::: Quoted passage :::

If analytics is down, redirects should still work. If the database is temporarily unavailable, we may still serve hot links from cache.

For missing or expired URLs, we return clear error responses like 404 or 410.

1️⃣1️⃣ Security & Abuse Prevention

Risks

Phishing links
Malware URLs
Spam generation
Brute-force scanning of short codes

Protection

Rate limiting
CAPTCHA for suspicious users
Safe browsing checks
Domain blocklist
Reserved aliases
Non-sequential or obfuscated codes

👉 Interview Answer

URL shorteners are often abused for phishing and spam, so security is a core part of the design.

I would add rate limiting, malicious URL detection, domain blocklists, and monitoring for suspicious traffic patterns.

1️⃣2️⃣ End-to-End Flow

Create Flow

User submits long URL
Validate URL
Check abuse rules
Generate unique ID
Encode ID to Base62 short code
Save mapping
Return short URL

Redirect Flow

User opens short URL
Extract short code
Check cache
Query DB on cache miss
Validate expiration/status
Emit analytics event async
Return 302 redirect

Key Insight

URL shortener is simple on the surface, but the real design challenge is building a low-latency, highly available redirect system.

::: Stored records :::

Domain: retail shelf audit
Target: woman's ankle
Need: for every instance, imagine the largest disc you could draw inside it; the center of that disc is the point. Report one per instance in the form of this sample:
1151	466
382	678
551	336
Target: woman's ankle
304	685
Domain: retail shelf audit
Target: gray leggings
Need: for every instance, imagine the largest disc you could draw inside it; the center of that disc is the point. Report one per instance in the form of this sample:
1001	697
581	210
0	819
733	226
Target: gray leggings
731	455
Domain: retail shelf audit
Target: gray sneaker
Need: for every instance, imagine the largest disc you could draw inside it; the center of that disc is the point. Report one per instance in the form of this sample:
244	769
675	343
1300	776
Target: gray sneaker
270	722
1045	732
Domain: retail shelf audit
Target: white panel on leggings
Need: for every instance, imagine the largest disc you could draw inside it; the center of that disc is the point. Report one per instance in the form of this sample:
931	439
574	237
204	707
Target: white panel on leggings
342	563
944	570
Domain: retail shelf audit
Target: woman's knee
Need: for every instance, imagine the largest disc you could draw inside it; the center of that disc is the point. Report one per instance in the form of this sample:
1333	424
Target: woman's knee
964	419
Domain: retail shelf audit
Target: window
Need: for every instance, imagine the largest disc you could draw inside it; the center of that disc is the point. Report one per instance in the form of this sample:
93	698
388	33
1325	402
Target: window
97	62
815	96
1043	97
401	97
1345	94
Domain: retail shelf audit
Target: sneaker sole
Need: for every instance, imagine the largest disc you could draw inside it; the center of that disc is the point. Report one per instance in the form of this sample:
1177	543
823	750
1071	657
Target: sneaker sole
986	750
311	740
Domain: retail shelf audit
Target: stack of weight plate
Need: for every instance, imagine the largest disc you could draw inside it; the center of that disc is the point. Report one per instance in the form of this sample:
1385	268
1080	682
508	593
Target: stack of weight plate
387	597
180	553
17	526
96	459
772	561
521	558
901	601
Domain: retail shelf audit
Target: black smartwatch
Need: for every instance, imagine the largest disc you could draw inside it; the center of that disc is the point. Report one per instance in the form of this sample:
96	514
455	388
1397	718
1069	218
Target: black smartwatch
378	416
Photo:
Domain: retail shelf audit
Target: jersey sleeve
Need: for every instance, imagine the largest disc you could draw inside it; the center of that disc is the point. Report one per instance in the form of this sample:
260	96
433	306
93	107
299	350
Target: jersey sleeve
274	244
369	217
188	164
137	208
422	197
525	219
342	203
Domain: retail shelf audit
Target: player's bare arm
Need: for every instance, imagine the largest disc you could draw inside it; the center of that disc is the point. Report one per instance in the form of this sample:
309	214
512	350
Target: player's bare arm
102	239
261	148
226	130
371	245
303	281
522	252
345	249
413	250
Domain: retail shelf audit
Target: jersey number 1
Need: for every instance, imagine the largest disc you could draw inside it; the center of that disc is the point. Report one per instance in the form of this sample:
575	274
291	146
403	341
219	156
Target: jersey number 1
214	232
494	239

:::

§ **What to do**
(1) According to the URL shortener design notes, which error responses are returned for missing or expired URLs?
(2) Resume the URL shortener design notes after their final sentence.
The listing is separate material and has no connection to the URL shortener design notes.

§ **Responses**
(1) 404 or 410.

(2)
🧠 Staff-Level Answer (Final)

👉 Interview Answer (Full Version)

When designing a URL shortener, I think of it as two main flows: URL creation and URL redirection.

The creation flow needs to generate globally unique short codes, usually by using a distributed ID generator and encoding the ID with Base62.

The redirect flow is much more read-heavy, so I would optimize it with caching, read replicas, and potentially edge deployment.

I would store the core shortCode-to-longUrl mapping separately from analytics data, because redirects must stay low-latency while analytics can be processed asynchronously.

The main trade-offs are uniqueness, latency, availability, freshness, and analytics accuracy.

At scale, I would use distributed ID generation, cache hot links, shard the database, and send click events through an async pipeline.

Ultimately, the goal is to provide fast and reliable redirects while maintaining uniqueness, security, and observability.

⭐ Final Insight

A URL shortener is not just about making URLs shorter — it is about building a highly available redirect system with globally unique identifiers.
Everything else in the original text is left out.